(Stored data entries)
○ ○ ○ ○ ○
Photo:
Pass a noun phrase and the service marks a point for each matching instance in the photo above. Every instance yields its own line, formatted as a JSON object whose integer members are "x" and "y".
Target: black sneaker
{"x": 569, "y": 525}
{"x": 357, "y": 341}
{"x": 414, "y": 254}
○ ○ ○ ○ ○
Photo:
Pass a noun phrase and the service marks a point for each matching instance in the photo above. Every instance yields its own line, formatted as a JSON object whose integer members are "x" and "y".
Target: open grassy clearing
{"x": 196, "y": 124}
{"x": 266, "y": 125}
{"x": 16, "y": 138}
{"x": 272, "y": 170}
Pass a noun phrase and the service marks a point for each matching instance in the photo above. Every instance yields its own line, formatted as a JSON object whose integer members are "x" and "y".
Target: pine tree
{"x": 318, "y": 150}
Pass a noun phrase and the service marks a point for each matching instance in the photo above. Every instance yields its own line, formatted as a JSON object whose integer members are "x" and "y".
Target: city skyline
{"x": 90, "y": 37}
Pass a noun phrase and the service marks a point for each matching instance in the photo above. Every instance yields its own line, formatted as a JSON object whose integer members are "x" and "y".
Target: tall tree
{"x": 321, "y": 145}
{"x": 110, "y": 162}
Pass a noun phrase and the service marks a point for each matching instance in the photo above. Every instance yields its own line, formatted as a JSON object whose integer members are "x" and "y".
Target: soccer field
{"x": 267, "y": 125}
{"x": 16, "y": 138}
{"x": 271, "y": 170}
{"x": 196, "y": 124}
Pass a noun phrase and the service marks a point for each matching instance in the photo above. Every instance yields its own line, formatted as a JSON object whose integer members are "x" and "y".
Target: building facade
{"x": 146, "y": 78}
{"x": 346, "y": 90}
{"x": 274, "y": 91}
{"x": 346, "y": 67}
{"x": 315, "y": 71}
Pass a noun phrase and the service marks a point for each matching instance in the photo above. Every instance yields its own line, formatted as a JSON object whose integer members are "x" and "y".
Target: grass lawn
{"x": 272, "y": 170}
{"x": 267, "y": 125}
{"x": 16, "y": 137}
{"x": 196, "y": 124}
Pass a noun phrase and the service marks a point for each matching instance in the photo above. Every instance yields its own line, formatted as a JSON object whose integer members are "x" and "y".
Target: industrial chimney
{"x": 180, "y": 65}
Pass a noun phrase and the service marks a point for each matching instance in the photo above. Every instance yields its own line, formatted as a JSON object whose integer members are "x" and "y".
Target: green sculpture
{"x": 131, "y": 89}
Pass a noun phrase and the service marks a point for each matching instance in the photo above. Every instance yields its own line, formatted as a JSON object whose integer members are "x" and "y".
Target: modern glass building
○ ○ ○ ○ ○
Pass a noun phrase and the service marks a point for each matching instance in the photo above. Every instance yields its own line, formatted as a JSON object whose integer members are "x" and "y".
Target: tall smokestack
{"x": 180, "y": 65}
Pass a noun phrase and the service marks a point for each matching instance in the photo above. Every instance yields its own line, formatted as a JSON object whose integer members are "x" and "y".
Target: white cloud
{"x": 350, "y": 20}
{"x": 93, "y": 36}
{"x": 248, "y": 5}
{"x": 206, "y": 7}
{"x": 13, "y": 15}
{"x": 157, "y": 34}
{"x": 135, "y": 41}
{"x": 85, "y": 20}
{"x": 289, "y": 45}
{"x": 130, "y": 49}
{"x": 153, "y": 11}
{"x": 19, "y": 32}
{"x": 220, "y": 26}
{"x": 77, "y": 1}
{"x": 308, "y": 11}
○ ○ ○ ○ ○
### What to produce
Extract each line of the listing above that contains the word "building".

### Reply
Target: building facade
Target: modern glass building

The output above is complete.